======== WORKING DATA ========

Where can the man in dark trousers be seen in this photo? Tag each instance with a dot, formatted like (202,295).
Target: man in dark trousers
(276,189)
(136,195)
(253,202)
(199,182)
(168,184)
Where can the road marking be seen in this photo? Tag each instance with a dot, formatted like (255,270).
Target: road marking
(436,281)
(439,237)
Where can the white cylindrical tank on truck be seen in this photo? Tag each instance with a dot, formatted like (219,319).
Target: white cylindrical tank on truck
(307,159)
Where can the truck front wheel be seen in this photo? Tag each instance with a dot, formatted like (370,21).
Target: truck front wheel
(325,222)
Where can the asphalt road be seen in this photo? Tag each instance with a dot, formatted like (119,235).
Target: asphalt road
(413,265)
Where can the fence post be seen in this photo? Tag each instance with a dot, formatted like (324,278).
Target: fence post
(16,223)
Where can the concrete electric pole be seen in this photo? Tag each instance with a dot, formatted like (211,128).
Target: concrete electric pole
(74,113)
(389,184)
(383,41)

========

* EXERCISE OBJECTIVE *
Convert every line of the items above into a JSON list of strings, one string per line, leaving out blank lines.

* PROBLEM SOLUTION *
[
  "Where can the man in dark trousers be seen in this photo? Tag each instance with a dot, formatted like (202,295).",
  "Target: man in dark trousers",
  "(276,189)",
  "(136,195)",
  "(253,202)",
  "(199,182)",
  "(168,184)",
  "Where can the road marking be seen in this photo? Tag each instance with a dot, formatted like (255,270).",
  "Target: road marking",
  "(436,281)",
  "(439,237)",
  "Where can the white cylindrical tank on truck be seen in this photo? Tag each instance with a dot, formatted like (219,319).",
  "Target: white cylindrical tank on truck",
  "(307,159)",
  "Where can the truck front wheel be seen in this photo? Tag each instance with a dot, formatted like (370,21).",
  "Target: truck front wheel",
  "(325,222)",
  "Where can the asphalt road be seen in this photo? Tag each instance with a dot, formatted like (119,235).",
  "Target: asphalt road",
  "(413,265)",
  "Where can the fence post be seen in this photo? Tag each instance with a dot, formatted like (324,278).",
  "Target: fence post",
  "(16,223)",
  "Where can the concrete electric pole be seen in this photo? Tag each instance with a dot, formatted like (211,128).",
  "Target: concrete electric pole",
  "(74,113)",
  "(389,184)",
  "(383,41)"
]